Wie ich am Anfang sagte, ist auf jeden Fall eine Möglichkeit und würde ich auch weiter verfolgen an deiner Stelle.

@Katzen

Zitat von Katzen:
Also grundsätzlich haben es Depressionen einfach so an sich, dass sie immer wieder kommen und dass man für immer ein bisschen sensibler und anfälliger ist als vorher. Vor allem wenn es irgendwelche großen Veränderungen im Leben gab.
Dass das durch dein Trauma noch verstärkt wird, kann gut sein und kann ich mir auch vorstellen. Daher meine erste Frage an dich, wurde das in deinen Klinikaufenthalten thematisiert? Bist du auch sonst wegen Depressionen in Behandlung oder nur wenn es zu schlimm wird?

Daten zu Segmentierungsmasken

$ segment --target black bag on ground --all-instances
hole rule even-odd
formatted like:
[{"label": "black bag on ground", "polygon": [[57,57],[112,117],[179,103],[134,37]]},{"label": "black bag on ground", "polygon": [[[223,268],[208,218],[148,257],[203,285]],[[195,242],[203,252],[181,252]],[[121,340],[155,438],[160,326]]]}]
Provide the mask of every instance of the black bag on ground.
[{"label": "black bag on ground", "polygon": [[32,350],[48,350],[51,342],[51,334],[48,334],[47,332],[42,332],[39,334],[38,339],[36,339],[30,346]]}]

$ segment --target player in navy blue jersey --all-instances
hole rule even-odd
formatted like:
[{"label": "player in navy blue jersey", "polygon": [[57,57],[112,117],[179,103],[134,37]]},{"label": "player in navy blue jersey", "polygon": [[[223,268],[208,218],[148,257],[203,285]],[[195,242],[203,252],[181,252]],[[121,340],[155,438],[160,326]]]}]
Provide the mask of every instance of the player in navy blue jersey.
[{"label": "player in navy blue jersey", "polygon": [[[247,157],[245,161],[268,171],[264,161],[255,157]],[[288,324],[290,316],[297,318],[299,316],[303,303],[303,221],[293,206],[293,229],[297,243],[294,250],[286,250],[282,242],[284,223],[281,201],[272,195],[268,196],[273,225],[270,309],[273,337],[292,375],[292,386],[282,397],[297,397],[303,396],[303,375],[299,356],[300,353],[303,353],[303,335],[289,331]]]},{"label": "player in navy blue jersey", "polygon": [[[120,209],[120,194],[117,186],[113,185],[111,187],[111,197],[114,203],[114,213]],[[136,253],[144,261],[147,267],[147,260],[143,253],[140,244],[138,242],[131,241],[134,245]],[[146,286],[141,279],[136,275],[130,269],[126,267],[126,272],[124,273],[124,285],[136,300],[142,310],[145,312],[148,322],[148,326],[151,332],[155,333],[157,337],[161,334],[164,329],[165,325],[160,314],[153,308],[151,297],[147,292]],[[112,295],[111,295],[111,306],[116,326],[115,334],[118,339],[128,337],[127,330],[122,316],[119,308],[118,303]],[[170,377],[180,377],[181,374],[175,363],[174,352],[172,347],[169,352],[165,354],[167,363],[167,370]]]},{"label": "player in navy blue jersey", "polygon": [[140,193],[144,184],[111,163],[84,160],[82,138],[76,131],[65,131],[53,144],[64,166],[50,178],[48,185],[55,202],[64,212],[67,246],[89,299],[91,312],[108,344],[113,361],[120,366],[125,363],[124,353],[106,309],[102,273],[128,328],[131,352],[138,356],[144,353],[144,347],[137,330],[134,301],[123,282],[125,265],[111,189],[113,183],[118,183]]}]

## [AUFGABEN]
**a.** Wann ist man laut dem Textauszug über Depressionen vor allem sensibler und anfälliger als vorher?
**b.** Führe den Textauszug über Depressionen im Anschluss an seinen letzten Satz weiter.

## [LÖSUNGEN]
**a.** Vor allem, wenn es große Veränderungen im Leben gab.

**b.**
Ich kann nicht mehr sagen, ob in meinem ersten Klinikaufenthalt über das Thema gesprochen wurde. In den DBT-Therapien wurde schon etwas darauf eingegangen, aber ich würde sagen eher oberflächlich.
Um das Trauma zu verarbeiten müsste ich höchstwahrscheinlich längerfristig eine ambulante Therapie machen. Das ist auch so ein Knackpunkt bei mir. Nach jedem Klinikaufenthalt sage ich mir, jetzt machen wir einen ambulante Therapie, aber die Suche nach jemandem.. das ist wie son Riesenberg vor mir. Mir fällt das irgendwie einfach so schwer. Wahrscheinlich würde es nicht mehr so akut sein mit meinen Depressionen, wenn ich wirklich längerfristig eine ambulante Therapie mache.
Also ja.. ich bin eigentlich nur in Behandlung, wenn es zu schlimm wird..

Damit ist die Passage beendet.